◆ HOW TO COMPLETE THIS TASK: In the Null-TTA overview below, which embedding does the method optimize at test time?

◆ GIVEN PASSAGE:
※
Null-TTA: Test-Time Alignment in Diffusion Models

• Null-TTA is a paradigm that adapts text-to-image diffusion models at test time by optimizing the null-text embedding for controlled semantic output.
• It leverages classifier-free guidance and the pretrained semantic manifold to enhance reward alignment while mitigating issues like under-optimization and reward hacking.
• The method achieves state-of-the-art performance with improved reward metrics and visual fidelity without updating model parameters.

Null-Text Test-Time Alignment (Null-TTA) is a paradigm for the test-time adaptation of text-to-image diffusion models. It aligns a pre-trained diffusion model’s output distribution towards a user-specified reward objective during inference by optimising the “null-text” embedding─the anchor vector for unconditional generation in classifier-free guidance─while not updating model parameters. By operating in the structured, semantically coherent manifold defined by the output of a pretrained text encoder (e.g., CLIP), Null-TTA aims to circumvent issues of under-optimisation and reward hacking, achieving state-of-the-art alignment of generated samples with target rewards while maintaining generalisation across secondary metrics (Kim et al., 25 Nov 2025).

1. Background: Test-Time Alignment and Classifier-Free Guidance

Test-Time Alignment (TTA) refers to methods that adapt a pre-trained generative model at inference to maximise a user-defined reward function $R(x)$, without parameter updates. TTA methods seek to shift the output distribution $p(x)$ such that $\mathbb{E}_{x\sim p}[R(x)]$ is maximised. Under-optimisation arises when the method yields only marginal improvements, whereas reward hacking refers to over-optimisation that exploits pathologies in the latent or noise space (e.g., injecting noise artifacts) to spuriously increase $R(x)$, at the cost of visual fidelity, diversity, or other metrics.
※
◆ RECORDS:

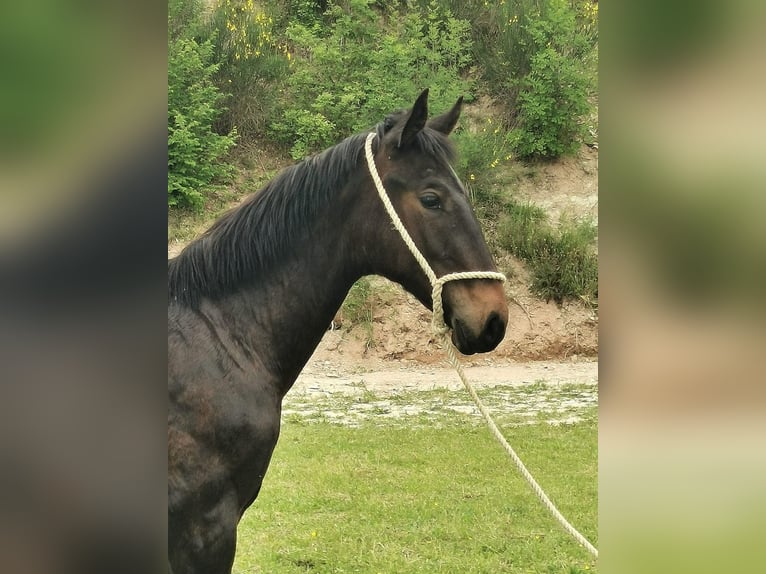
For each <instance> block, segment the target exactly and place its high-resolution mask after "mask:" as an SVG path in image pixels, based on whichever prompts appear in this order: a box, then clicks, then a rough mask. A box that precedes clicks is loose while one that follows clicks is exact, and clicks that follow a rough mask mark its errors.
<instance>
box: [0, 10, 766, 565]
mask: <svg viewBox="0 0 766 574" xmlns="http://www.w3.org/2000/svg"><path fill="white" fill-rule="evenodd" d="M600 14H601V16H600V19H601V22H600V30H599V36H600V44H601V48H600V52H601V56H600V57H601V59H600V66H601V69H600V81H599V86H600V96H599V98H600V115H601V116H602V117H601V118H600V119H599V123H600V142H599V143H600V151H601V154H602V156H603V157H602V161H601V168H602V169H601V174H600V175H601V192H602V193H601V195H602V197H601V201H600V207H601V212H600V214H599V224H600V239H599V244H600V246H599V264H600V277H599V280H600V284H601V285H600V291H601V299H600V305H599V315H600V324H601V334H602V356H601V365H602V369H601V375H600V380H601V388H600V393H601V397H600V400H601V411H600V431H599V436H600V449H599V453H600V454H599V456H600V534H599V539H600V544H599V546H600V552H601V558H600V560H599V570H600V571H602V572H621V573H632V572H652V573H658V572H686V571H689V572H696V573H700V574H702V573H706V572H721V571H724V572H748V571H757V570H759V569H762V564H763V562H764V558H765V556H764V554H766V550H765V549H764V546H763V544H762V540H763V537H764V534H766V492H764V489H765V487H764V485H765V484H766V481H764V469H765V467H766V449H765V448H764V444H766V442H765V441H764V439H765V438H766V432H764V431H766V428H764V427H766V416H764V415H765V414H766V413H765V412H764V411H765V410H766V409H764V406H766V404H765V403H766V384H765V383H766V381H765V380H764V379H765V377H764V372H765V371H764V354H765V353H764V349H766V345H764V343H766V322H765V321H764V319H766V305H764V299H763V295H764V293H765V292H766V289H764V287H766V225H765V224H764V221H763V216H764V213H765V212H766V209H764V208H765V207H766V194H765V193H764V191H765V190H766V189H765V188H764V183H763V182H764V180H765V177H764V176H766V173H765V172H766V161H764V160H766V149H765V147H766V146H765V144H764V138H763V135H762V133H763V131H764V127H766V121H765V119H766V118H764V116H765V115H766V113H765V112H764V106H763V103H764V101H766V66H764V56H766V45H765V44H766V37H765V36H764V34H763V31H762V23H763V22H764V21H766V20H765V19H764V17H765V16H766V7H764V5H763V3H760V2H755V1H748V0H734V1H732V2H726V3H721V2H712V1H710V0H702V1H699V0H698V1H694V2H692V1H683V2H658V1H656V0H651V1H647V2H632V3H631V2H620V3H608V4H606V5H605V6H604V7H602V8H601V10H600ZM166 26H167V11H166V6H165V5H164V4H158V5H155V3H149V2H139V3H138V4H136V3H122V2H115V1H107V2H98V3H93V2H73V1H65V0H59V1H55V0H44V1H37V2H17V3H12V4H10V5H8V6H5V7H4V8H3V16H2V18H0V53H2V59H0V74H1V75H0V77H2V82H0V118H1V120H0V126H2V129H0V296H1V297H0V299H1V302H0V355H1V357H0V359H1V360H0V381H1V382H2V387H1V389H0V393H1V394H0V421H2V422H0V437H1V438H0V570H2V571H4V572H69V571H71V572H90V571H93V572H96V571H107V570H106V569H105V566H106V565H108V566H109V569H108V571H111V572H115V571H125V572H148V571H151V570H153V569H154V568H156V569H158V570H163V569H164V559H163V557H162V553H163V552H164V544H165V535H164V529H165V523H164V520H165V512H164V504H165V501H164V497H165V486H164V477H165V438H164V437H165V400H166V399H165V392H164V383H163V376H164V369H165V338H164V337H165V322H164V315H163V308H164V305H165V297H166V292H165V280H166V279H165V264H166V263H165V262H166V258H167V244H166V230H167V229H166V213H167V211H166V209H167V201H166V198H165V192H164V191H163V190H164V189H165V188H166V187H167V176H166V169H167V148H166V144H167V132H166V128H165V126H164V123H163V122H164V121H165V120H164V115H165V112H166V109H167V99H166V98H167V64H166V61H167V60H166V54H167V37H166V34H167V27H166ZM759 567H760V568H759Z"/></svg>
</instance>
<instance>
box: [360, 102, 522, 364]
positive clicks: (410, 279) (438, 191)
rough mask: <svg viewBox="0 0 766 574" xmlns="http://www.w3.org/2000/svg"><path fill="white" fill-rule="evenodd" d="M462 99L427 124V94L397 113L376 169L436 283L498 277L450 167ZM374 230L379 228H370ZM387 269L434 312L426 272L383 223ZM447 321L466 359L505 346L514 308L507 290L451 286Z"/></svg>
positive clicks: (384, 249)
※
◆ ANSWER TO THIS TASK: The null-text embedding, the anchor vector for unconditional generation in classifier-free guidance.